• _Jouw doel_
Zoek in de onderstaande gegevens elke regel waarin het woord "tire" staat en schrijf die regels over. Het verschil tussen hoofdletters en kleine letters telt mee.

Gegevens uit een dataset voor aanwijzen
☆ ☆ ☆

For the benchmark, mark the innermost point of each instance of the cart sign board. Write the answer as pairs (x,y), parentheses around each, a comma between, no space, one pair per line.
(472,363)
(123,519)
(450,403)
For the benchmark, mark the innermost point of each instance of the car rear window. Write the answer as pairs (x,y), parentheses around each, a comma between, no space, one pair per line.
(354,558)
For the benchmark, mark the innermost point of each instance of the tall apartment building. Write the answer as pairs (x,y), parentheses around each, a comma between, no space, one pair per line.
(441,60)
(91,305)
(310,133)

☆ ☆ ☆

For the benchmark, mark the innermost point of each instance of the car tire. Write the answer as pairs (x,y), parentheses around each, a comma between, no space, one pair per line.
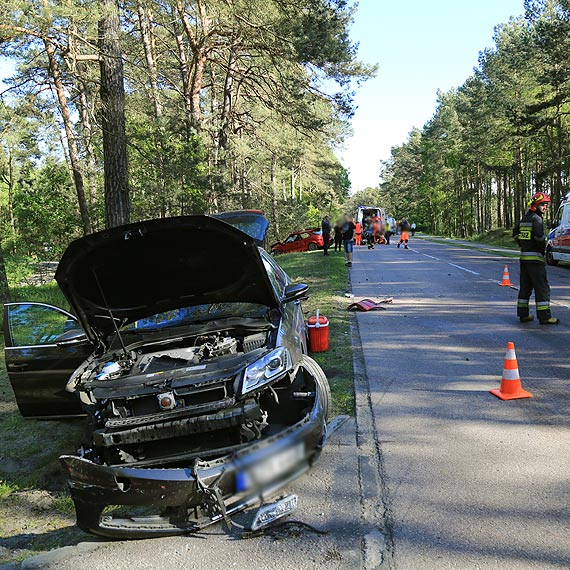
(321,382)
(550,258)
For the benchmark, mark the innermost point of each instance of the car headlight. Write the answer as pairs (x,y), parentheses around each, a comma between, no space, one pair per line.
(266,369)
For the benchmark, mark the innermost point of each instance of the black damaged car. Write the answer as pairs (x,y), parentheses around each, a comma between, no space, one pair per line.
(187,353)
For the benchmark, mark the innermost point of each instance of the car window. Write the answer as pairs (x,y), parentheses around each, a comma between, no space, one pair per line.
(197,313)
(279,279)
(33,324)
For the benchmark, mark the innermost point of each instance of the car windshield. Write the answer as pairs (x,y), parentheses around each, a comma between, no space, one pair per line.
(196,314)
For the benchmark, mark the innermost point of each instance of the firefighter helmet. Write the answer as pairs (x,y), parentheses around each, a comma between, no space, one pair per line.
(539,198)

☆ ☆ ☆

• _Resultaat oefening_
For the benchmark, mark the innermost point of each instance of the car tire. Write the answer as pairs (x,y), parentheses around each, a comma between, no space, one pair per line.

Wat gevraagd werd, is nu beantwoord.